=== Dataset records ===

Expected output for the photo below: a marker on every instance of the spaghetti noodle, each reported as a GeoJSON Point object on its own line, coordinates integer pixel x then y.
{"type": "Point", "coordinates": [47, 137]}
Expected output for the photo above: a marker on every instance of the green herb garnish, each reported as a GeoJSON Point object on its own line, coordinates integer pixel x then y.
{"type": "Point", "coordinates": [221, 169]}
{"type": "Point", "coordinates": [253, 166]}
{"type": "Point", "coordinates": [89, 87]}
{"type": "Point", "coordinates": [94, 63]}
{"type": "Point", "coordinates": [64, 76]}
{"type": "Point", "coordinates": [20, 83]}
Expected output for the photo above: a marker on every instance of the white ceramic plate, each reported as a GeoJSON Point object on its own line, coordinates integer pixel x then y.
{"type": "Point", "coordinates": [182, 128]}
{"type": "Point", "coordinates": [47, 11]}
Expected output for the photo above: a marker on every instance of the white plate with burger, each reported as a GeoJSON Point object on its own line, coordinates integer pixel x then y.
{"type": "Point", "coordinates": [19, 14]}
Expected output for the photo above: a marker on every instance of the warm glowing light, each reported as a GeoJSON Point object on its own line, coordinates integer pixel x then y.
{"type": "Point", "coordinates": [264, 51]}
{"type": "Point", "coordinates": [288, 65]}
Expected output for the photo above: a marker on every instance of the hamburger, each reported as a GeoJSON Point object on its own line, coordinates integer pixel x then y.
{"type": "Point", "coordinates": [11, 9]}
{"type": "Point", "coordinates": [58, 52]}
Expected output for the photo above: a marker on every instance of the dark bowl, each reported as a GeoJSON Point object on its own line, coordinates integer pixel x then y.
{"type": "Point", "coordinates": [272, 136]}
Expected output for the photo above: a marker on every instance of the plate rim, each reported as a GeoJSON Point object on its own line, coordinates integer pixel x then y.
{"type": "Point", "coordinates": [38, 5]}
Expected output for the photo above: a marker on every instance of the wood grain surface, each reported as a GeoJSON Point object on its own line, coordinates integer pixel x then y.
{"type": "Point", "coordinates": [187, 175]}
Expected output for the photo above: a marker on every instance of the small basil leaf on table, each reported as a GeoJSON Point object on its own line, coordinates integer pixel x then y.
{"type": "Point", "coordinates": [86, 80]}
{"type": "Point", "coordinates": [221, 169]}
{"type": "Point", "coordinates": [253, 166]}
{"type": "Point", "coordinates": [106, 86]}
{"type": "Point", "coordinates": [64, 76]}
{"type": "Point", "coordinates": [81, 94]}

=== What you will do ===
In full and without changes, give the data above once more.

=== Task solution ===
Expected output for the photo below: a marker on every instance of the spaghetti noodle, each reported as a GeoJSON Point object on its own line, coordinates integer pixel x then y.
{"type": "Point", "coordinates": [47, 137]}
Expected output for the photo above: a marker on every instance of the green herb garnish, each reported as a GeoJSON Point object on its own line, coordinates integer pixel x then y.
{"type": "Point", "coordinates": [221, 169]}
{"type": "Point", "coordinates": [253, 166]}
{"type": "Point", "coordinates": [89, 87]}
{"type": "Point", "coordinates": [94, 63]}
{"type": "Point", "coordinates": [64, 76]}
{"type": "Point", "coordinates": [20, 83]}
Expected output for the photo above: a marker on every instance of the white ceramic plate, each reported as a GeoJSON Point object on its own line, coordinates integer pixel x then y.
{"type": "Point", "coordinates": [182, 128]}
{"type": "Point", "coordinates": [47, 11]}
Expected output for the photo above: a marker on every instance of the white plate with burger, each reported as a GeoJSON Point object on its own line, coordinates integer pixel x then y.
{"type": "Point", "coordinates": [19, 14]}
Expected output for the photo above: a marker on every instance of the warm glowing light, each reported as a GeoJSON Point object on its own line, coordinates integer pixel x then y.
{"type": "Point", "coordinates": [264, 51]}
{"type": "Point", "coordinates": [288, 65]}
Expected output for the photo above: a marker on every instance of the hamburger, each reported as a GeoJSON Point object on its own line, coordinates integer pixel x then y.
{"type": "Point", "coordinates": [11, 9]}
{"type": "Point", "coordinates": [58, 52]}
Expected output for the photo above: a marker on every instance of the dark bowl, each reported as a GeoJSON Point object on its own line, coordinates integer pixel x then y.
{"type": "Point", "coordinates": [272, 136]}
Expected output for the photo above: a marker on every instance of the plate rim, each reported as a GeoJSON Point object on its own line, coordinates integer pixel x then y.
{"type": "Point", "coordinates": [38, 5]}
Expected output for the photo above: a marker on every instance of the wood grain surface, each reported as a GeoJSON Point object on its own line, coordinates integer pixel x then y.
{"type": "Point", "coordinates": [187, 175]}
Expected output for the photo above: a marker on every instance of the small basil leaf on table, each reported as a GeoJSON Point object on its own line, coordinates integer pixel x then y.
{"type": "Point", "coordinates": [86, 80]}
{"type": "Point", "coordinates": [221, 169]}
{"type": "Point", "coordinates": [253, 166]}
{"type": "Point", "coordinates": [106, 86]}
{"type": "Point", "coordinates": [64, 76]}
{"type": "Point", "coordinates": [81, 94]}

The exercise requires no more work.